Records for the exercise START
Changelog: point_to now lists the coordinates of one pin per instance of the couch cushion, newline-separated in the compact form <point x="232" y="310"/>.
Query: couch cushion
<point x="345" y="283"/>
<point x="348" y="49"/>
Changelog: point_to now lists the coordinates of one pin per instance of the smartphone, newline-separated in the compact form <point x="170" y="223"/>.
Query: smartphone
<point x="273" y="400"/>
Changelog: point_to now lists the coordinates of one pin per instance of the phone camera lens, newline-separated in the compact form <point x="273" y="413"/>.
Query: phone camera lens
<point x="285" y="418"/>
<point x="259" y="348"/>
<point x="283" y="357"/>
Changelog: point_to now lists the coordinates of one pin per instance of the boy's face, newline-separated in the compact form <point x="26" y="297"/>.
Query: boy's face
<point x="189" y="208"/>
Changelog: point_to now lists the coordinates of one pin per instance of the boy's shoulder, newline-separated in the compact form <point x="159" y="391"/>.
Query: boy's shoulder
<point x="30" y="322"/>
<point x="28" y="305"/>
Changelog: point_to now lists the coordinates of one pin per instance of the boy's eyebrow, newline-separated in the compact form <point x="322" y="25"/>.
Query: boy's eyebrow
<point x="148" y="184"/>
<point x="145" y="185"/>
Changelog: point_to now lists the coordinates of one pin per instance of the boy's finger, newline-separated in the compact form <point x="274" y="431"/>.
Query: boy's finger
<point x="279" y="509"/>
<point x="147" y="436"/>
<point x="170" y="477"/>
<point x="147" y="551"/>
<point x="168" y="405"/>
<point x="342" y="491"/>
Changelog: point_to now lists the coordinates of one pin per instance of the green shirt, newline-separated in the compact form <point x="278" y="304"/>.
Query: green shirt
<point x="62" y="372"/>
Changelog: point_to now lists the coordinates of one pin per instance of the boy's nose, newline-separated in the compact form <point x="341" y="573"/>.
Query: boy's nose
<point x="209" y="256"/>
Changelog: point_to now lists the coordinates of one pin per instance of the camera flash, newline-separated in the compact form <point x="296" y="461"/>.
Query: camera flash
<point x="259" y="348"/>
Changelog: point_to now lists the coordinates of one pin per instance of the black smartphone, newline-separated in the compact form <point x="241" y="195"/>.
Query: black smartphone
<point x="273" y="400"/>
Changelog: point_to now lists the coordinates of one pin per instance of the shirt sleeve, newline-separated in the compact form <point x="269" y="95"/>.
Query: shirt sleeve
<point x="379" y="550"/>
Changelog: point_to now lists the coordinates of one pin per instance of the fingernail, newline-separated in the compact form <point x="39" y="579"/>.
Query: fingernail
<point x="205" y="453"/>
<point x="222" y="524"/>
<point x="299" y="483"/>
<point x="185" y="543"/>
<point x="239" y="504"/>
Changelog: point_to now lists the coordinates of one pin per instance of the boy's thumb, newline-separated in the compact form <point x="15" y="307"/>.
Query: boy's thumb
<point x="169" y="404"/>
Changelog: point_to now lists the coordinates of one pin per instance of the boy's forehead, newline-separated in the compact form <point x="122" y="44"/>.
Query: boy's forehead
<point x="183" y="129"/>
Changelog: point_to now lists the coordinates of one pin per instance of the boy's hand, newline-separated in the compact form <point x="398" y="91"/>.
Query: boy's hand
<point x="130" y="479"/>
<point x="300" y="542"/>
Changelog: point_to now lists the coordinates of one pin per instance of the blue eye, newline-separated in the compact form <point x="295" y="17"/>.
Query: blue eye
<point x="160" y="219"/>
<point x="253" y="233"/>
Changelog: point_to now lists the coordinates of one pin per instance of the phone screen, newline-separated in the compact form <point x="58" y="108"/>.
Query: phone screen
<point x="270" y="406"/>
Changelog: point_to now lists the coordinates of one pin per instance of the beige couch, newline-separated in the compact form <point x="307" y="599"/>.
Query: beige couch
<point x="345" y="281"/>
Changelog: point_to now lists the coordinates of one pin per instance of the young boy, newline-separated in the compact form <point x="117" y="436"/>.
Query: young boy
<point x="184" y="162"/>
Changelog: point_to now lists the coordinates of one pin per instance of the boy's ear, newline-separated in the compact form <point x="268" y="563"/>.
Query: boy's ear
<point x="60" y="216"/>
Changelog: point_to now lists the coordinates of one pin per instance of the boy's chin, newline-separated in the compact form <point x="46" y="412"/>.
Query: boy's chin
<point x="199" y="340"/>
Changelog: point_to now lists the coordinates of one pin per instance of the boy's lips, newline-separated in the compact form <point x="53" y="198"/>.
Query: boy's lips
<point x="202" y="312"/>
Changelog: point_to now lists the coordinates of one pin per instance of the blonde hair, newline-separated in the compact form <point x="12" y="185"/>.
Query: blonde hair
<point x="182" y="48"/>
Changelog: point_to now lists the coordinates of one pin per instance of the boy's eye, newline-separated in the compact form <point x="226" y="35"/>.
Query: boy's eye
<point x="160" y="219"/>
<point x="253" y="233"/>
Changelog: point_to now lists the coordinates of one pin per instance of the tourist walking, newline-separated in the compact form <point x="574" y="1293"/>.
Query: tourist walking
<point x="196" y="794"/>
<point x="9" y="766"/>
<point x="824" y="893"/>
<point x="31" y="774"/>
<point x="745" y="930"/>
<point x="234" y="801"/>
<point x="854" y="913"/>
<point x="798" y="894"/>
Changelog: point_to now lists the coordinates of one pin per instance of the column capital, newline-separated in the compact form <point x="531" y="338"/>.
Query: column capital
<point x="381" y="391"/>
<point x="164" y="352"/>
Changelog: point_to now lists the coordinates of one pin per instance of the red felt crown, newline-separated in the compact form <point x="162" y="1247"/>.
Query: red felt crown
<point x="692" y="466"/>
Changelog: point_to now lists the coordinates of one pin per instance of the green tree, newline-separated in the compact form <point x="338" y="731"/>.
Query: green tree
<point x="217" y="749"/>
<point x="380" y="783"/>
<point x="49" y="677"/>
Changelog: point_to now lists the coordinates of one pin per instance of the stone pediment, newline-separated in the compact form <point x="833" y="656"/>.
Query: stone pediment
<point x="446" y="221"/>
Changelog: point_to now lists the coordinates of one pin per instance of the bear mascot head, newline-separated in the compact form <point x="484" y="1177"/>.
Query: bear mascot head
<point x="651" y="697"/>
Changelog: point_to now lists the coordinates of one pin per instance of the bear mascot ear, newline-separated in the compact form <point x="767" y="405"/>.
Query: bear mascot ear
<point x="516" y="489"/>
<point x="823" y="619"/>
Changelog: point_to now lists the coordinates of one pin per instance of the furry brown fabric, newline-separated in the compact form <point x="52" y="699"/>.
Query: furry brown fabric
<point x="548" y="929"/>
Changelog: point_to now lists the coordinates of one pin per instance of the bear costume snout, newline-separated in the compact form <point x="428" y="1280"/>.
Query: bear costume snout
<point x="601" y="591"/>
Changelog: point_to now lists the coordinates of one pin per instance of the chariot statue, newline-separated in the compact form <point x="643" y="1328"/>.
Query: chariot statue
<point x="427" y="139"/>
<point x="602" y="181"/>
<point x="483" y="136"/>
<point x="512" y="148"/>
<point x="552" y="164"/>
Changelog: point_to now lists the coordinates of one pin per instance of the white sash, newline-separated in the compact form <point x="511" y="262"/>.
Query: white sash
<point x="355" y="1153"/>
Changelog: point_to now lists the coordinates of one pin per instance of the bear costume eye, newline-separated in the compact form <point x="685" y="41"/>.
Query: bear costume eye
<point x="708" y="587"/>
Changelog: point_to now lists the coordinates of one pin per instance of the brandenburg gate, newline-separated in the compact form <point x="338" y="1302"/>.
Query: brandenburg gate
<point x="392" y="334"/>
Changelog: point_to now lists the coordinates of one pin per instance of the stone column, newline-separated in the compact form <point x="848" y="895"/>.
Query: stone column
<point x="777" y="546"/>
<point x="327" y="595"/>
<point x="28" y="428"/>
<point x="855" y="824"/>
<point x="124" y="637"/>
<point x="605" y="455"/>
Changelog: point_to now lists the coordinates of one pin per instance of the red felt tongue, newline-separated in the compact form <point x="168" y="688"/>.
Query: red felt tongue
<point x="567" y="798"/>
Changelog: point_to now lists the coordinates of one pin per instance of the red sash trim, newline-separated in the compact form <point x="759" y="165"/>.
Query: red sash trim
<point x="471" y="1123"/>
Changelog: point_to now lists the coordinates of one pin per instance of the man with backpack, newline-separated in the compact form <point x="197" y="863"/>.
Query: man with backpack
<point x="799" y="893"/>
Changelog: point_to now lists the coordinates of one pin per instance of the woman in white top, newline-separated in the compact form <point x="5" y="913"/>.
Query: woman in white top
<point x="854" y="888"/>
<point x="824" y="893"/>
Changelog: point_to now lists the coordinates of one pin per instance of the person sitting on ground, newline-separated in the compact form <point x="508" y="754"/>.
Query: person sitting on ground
Records for the exercise END
Find every line in the records that contains the word "sitting"; copy those lines.

Changelog: point_to now lists the coordinates of one pin per instance of the person sitting on ground, newline-separated in the compact form <point x="508" y="754"/>.
Query: person sitting on ground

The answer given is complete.